**Given text**
>> Begin

# sup guys (a lil bit of help on fish choice)



## predator (Jan 28, 2005)

hey guys its prolly been a year since ive been on here... used to have a pair of gmynothorax tile... 

but here it is i may get a roommate so that means i get out of my current apt... i still have my 55 gallon and im looking to maybe set it back up... i really dont want to spend more than $500, so upgrading my tank really isnt logical (want to replace filter with canister)... and prolly going with salt water isnt economic either... ill prolly have the tank set up for 2 years before it has to be broken down...

i would love to have a salt water predator tank with a couple of eels... maybe a small ray... couple of lionfish... toad fish... something... (just naming fish not saying i want to stick them all together... im familiar with the fact that some fish dont mix well), but money is my main issue since im sure to really do it i would need like a 125 gallon tank... and for that size ill jsut wait till i build a house and do a really large tank...

so what should i do... i was thinking maybe exodons... i like the odd (pirhana are illegal in AR) but if i can feed them flakes most of the time it would really cut down the hassle of hand feeding i had with the eels...

-me

p.s. oh yeah very few of you porlly remeber me, but im gonna try to come back here and get my knowledge back up b4 i set up th tank...


----------



## fish_doc (Jan 31, 2005)

Welcome back, I remember you predator. Glad to see you remembered uswhen you wanted to get familiar with things before starting back up. Let us know what we can do and we will get you up to speed in no time.


----------



## predator (Jan 28, 2005)

im about 100% sure im going with exodons (bucktoothed tetras)... would love to do SW, but currently time and cash flow are hindering me so im gonna lay off of that for a while...

i have a 55 and from everything i can find (info is scarce) that is sufficient im guessing for 10-12 since that is what all sites recommend you keep together...

i want a sand bottom, with a few large rock, and some fake plants... (i have terrible luck with plants...)... i want to run a canister (what brand? and gph?) and would like to have an inline filter (ideas?)to clean up the tank a bit...

also i would like to set up a night lighting system (ideas?)

>> End

**Given data**
>> Begin

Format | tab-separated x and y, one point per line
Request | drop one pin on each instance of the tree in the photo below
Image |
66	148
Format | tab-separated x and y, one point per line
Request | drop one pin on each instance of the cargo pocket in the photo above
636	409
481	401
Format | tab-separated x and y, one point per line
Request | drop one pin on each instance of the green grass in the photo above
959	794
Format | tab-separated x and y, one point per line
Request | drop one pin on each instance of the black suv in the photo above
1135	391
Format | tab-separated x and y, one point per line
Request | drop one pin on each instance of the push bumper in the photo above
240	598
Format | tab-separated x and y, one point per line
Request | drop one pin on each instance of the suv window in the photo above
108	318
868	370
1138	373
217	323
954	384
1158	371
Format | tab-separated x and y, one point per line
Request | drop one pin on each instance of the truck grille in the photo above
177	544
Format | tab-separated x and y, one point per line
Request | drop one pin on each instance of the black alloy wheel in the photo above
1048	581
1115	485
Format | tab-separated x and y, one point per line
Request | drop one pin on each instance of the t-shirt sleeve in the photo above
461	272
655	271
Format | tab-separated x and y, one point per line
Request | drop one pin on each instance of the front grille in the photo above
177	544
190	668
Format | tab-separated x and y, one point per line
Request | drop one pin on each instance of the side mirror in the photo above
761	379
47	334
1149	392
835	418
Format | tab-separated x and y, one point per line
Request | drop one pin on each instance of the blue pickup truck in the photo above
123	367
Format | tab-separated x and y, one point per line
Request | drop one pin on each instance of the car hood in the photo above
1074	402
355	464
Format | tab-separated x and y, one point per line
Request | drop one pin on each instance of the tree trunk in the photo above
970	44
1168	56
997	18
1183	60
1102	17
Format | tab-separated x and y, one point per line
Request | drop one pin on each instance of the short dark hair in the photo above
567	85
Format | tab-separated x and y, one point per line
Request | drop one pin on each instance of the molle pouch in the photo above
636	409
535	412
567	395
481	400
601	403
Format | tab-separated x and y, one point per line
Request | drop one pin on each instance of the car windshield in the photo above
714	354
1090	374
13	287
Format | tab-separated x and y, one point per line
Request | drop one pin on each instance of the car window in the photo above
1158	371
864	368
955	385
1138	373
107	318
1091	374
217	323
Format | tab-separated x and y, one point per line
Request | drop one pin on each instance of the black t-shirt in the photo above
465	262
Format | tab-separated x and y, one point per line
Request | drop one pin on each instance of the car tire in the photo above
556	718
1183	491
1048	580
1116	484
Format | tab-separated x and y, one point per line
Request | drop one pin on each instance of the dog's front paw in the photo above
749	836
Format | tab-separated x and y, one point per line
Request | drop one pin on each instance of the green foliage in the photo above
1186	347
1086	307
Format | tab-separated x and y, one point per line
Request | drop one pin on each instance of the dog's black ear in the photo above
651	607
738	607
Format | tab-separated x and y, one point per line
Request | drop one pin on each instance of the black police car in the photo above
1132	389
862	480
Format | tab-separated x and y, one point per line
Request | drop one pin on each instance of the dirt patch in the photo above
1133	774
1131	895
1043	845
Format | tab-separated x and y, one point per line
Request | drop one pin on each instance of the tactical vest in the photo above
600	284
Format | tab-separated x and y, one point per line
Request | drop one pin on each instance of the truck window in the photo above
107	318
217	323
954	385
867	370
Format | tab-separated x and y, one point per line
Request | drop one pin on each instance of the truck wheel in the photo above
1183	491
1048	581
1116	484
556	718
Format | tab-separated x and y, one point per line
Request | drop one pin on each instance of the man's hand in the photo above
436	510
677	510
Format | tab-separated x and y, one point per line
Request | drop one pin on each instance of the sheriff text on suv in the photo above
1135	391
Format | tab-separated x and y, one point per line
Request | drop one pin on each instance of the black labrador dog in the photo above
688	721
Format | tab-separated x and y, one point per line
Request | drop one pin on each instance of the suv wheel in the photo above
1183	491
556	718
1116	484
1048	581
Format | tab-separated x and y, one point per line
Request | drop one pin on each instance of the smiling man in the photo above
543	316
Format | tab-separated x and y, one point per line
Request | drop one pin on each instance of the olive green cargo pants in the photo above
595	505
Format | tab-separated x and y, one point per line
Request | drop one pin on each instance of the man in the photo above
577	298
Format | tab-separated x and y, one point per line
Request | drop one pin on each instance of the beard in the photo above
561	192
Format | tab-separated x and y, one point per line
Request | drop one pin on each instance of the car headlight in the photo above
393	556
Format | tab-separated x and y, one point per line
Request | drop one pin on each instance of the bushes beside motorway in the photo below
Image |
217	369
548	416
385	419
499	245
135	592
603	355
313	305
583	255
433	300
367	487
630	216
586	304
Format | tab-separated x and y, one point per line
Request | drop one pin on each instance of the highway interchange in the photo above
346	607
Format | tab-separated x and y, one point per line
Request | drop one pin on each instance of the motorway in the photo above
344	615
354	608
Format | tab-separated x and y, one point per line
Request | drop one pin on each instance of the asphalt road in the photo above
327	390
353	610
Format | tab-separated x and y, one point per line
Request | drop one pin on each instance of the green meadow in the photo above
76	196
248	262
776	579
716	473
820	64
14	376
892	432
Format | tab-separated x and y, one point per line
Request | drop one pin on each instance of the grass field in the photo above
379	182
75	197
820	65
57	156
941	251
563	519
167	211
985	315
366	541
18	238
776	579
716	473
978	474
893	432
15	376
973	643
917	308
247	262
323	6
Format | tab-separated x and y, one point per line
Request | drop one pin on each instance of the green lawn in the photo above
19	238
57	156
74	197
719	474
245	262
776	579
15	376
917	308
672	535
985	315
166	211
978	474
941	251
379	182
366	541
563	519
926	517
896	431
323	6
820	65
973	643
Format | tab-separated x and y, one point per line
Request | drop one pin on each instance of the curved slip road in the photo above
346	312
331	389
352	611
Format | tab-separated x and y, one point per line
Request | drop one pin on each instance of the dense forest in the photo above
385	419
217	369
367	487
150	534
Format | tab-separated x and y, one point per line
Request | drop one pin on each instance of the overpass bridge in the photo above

>> End

**Written instruction 1**
Rewrite the paragraph beginning "i want a sand bottom" from the fish forum thread as a short list that keeps its main facts.
**Written instruction 2**
Resume the fish forum thread after its last post.

**Answer 1**
- Sand bottom
- A few large rocks
- Fake plants, because the poster has terrible luck with live plants
- A canister filter, with a question about which brand and what gph
- An inline filter to clean up the tank a bit, with a request for ideas

**Answer 2**
all i got right now... im still up to date on the ammonia/nitrate cycle...

-me


----------



## fish_doc (Jan 31, 2005)

You typically want a filter that can cycle water 4 times a hour. So if you have a 55 gallon tank you are looking for a filter with about a 220 GPH rating.

As far as night lighting there are products called lunar lights
http://www.drsfostersmith.com/product/prod_display.cfm?pcatid=12760&Ntt=moon+lights&Ntk=All&Ntx=mode+matchallpartial&Np=1&pc=1&N=0&Nty=1

Hope this helps get you started on looking.


----------



## predator (Jan 28, 2005)

ok cool and those lights are nice, but how do you make them come on when you turn off your lights and jeez $15 for 2 led's?

there has to be a better way with out gettting too diy...

oh and what kinda of "care taking" occupants would you keep with an agressive fish such as this? i need something to clean up the poo... i mean ill prolly keep ghost shrimp in as just pure fun for them to chase and eat and also as cleanes, but what fish could i use? crustations are always fun too...

-me


----------



## fish_doc (Jan 31, 2005)

Just get two timers set one opposit the other and plug the light in one and moonlight in the other. 

As far as a diy. LEDs would run .30 to $1 a piece. A couple resistors .30 a peice. A power supply is where you would spend money. Could run up to $10. Then the work to wire it all up. Just to save a couple bucks. This however would be cheaper if you have a larger tank and your plan would use several banks of the led lights.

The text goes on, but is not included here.